▸ **Instruction A**:
Decide whether each statement below agrees with the account of the Romero procession. Answer yes or no for each, and quote the words of the account that decide it.
(i) The procession ended at the downtown Cathedral.
(ii) Funes was the first progressive to hold the office in 10 years.
(iii) The soldiers rode in the black Suburbans.
▸ **Instruction B**:
Using the account of the Romero procession, answer each question briefly.
(i) What English name does the account give for El Salvador del Mundo?
(ii) Who disappeared into the security cortege along with Funes?
(iii) What were the soldiers in the pickup truck wearing?
▸ **Instruction C**: Reproduce the part of the account of the Romero procession that starts at "In a candlelight" and ends at "wielding automatic weapons.", keeping every word as it appears.
┌─ Page text
In a candlelight procession from the landmark statue of the country’s patron, El Salvador del Mundo, Savior of the World, to the downtown Cathedral for an open air Mass, our delegation surrendered itself into the flow of thousands of Salvadoreans and international visitors who had come to mark the Romero commemoration. Even young President Funes, the first progressive to hold the office in 20 years, joined the procession, though surrounded by a phalanx of nervous body guards, to demonstrate his commitment to “walk with the people” as Romero had. After a brief and fast-moving push through the delighted crowds, Funes and his wife disappeared into a waiting security cortege of black Suburbans with flashing lights followed by a pickup truck carrying soldiers wearing bullet-proof vests and wielding automatic weapons.
└─
┌─ Extracted information
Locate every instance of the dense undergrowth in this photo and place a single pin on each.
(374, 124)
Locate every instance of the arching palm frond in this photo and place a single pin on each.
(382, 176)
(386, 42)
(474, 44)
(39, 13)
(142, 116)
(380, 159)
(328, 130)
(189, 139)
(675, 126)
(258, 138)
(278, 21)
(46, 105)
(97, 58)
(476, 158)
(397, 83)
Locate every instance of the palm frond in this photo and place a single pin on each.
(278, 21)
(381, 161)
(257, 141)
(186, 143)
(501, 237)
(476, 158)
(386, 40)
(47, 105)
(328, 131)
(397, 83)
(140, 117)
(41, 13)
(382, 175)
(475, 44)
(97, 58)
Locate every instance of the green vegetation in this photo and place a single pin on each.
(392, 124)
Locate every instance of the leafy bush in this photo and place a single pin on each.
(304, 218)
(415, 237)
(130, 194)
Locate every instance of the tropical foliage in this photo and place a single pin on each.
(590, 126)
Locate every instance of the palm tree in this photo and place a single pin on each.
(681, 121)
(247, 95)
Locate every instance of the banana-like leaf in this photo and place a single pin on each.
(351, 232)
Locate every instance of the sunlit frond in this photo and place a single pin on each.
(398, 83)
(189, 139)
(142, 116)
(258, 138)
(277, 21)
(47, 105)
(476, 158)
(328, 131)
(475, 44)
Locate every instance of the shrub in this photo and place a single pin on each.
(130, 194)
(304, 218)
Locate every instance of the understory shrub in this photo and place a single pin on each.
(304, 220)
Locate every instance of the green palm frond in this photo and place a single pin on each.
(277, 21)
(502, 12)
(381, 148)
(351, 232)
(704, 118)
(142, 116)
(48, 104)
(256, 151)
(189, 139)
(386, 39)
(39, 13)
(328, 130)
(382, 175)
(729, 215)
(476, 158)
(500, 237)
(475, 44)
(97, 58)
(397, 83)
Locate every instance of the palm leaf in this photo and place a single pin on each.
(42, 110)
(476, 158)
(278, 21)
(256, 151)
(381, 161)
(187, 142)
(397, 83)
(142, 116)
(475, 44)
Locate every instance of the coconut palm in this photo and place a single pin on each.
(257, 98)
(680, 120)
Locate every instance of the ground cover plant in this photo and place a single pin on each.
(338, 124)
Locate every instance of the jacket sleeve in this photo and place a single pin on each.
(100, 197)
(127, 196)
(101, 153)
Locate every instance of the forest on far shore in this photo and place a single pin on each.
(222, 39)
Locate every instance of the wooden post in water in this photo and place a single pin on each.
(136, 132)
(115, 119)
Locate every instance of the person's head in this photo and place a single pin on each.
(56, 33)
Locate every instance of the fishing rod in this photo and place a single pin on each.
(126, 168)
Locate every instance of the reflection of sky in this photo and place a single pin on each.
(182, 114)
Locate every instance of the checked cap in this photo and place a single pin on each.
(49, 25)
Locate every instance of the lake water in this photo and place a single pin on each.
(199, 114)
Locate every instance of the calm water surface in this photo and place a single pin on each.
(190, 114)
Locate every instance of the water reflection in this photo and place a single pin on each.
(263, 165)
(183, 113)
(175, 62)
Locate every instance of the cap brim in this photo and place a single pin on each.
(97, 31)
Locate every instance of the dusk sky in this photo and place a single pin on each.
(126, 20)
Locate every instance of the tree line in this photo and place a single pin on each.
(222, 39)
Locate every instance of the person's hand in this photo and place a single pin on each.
└─
▸ **Worked solution A**:
(i) Yes: "to the downtown Cathedral for an open air Mass"
(ii) No: "the first progressive to hold the office in 20 years"
(iii) No: "followed by a pickup truck carrying soldiers"

▸ **Worked solution B**:
(i) Savior of the World
(ii) His wife
(iii) Bullet-proof vests

▸ **Worked solution C**:
In a candlelight procession from the landmark statue of the country’s patron, El Salvador del Mundo, Savior of the World, to the downtown Cathedral for an open air Mass, our delegation surrendered itself into the flow of thousands of Salvadoreans and international visitors who had come to mark the Romero commemoration. Even young President Funes, the first progressive to hold the office in 20 years, joined the procession, though surrounded by a phalanx of nervous body guards, to demonstrate his commitment to “walk with the people” as Romero had. After a brief and fast-moving push through the delighted crowds, Funes and his wife disappeared into a waiting security cortege of black Suburbans with flashing lights followed by a pickup truck carrying soldiers wearing bullet-proof vests and wielding automatic weapons.